## Written instruction
Express the lines below, from the line containing "Mark the region of each instance of the <item>running" through the last line of the outline records, as a JSON list of strings with one string per line, leaving out blank lines.

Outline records
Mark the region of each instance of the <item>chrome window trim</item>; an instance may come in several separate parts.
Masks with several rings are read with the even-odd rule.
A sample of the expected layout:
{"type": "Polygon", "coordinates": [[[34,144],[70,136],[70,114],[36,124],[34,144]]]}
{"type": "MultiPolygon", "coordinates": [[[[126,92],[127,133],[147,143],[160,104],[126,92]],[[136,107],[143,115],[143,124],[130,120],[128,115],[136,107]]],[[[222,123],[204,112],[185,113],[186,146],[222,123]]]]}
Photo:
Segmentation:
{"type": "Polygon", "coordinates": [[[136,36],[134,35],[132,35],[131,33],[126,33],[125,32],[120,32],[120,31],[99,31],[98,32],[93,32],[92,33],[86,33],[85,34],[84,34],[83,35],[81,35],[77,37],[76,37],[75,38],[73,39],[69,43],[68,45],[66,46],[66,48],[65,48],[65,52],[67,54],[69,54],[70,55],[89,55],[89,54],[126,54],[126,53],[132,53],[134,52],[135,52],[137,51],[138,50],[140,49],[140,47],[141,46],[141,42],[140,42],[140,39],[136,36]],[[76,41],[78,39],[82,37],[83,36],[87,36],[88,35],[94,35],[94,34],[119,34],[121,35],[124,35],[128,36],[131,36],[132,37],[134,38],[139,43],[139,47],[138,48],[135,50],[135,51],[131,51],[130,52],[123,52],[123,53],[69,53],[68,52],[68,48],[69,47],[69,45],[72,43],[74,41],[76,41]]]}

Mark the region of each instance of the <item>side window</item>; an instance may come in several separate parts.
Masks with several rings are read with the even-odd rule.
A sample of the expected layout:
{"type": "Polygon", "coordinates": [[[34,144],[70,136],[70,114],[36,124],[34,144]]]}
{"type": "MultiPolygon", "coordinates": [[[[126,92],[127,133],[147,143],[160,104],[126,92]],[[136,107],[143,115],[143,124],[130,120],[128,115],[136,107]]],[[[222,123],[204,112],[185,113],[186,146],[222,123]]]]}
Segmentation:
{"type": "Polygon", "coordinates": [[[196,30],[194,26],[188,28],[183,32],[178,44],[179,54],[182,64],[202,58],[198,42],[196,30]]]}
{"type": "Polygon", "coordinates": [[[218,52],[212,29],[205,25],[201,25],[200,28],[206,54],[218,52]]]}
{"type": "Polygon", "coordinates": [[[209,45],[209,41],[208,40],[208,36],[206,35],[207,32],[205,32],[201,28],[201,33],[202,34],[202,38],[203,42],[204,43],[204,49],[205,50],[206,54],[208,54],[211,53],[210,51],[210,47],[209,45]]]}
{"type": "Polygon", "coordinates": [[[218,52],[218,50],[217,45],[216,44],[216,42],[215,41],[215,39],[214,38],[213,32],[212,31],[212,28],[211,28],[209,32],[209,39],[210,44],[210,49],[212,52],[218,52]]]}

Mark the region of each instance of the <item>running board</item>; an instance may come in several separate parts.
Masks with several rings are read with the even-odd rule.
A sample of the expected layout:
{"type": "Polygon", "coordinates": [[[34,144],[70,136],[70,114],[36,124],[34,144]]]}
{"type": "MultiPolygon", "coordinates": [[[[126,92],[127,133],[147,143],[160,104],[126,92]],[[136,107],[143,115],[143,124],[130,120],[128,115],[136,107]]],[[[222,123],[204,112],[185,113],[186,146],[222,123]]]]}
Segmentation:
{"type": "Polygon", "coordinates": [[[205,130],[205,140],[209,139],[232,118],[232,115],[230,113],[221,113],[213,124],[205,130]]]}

## Solution to this task
[
  "Mark the region of each instance of the <item>running board</item>; an instance may come in several separate parts.",
  "Masks with several rings are read with the even-odd rule.",
  "A sample of the expected layout:",
  "{\"type\": \"Polygon\", \"coordinates\": [[[34,144],[70,136],[70,114],[36,124],[34,144]]]}",
  "{\"type\": \"MultiPolygon\", \"coordinates\": [[[[126,92],[127,133],[147,143],[160,104],[126,92]],[[136,107],[143,115],[143,124],[130,120],[128,115],[136,107]]],[[[222,123],[204,112],[185,113],[186,146],[222,123]]]]}",
  "Segmentation:",
  "{\"type\": \"Polygon\", \"coordinates\": [[[205,130],[205,140],[209,139],[232,118],[232,115],[230,113],[221,113],[213,124],[205,130]]]}"
]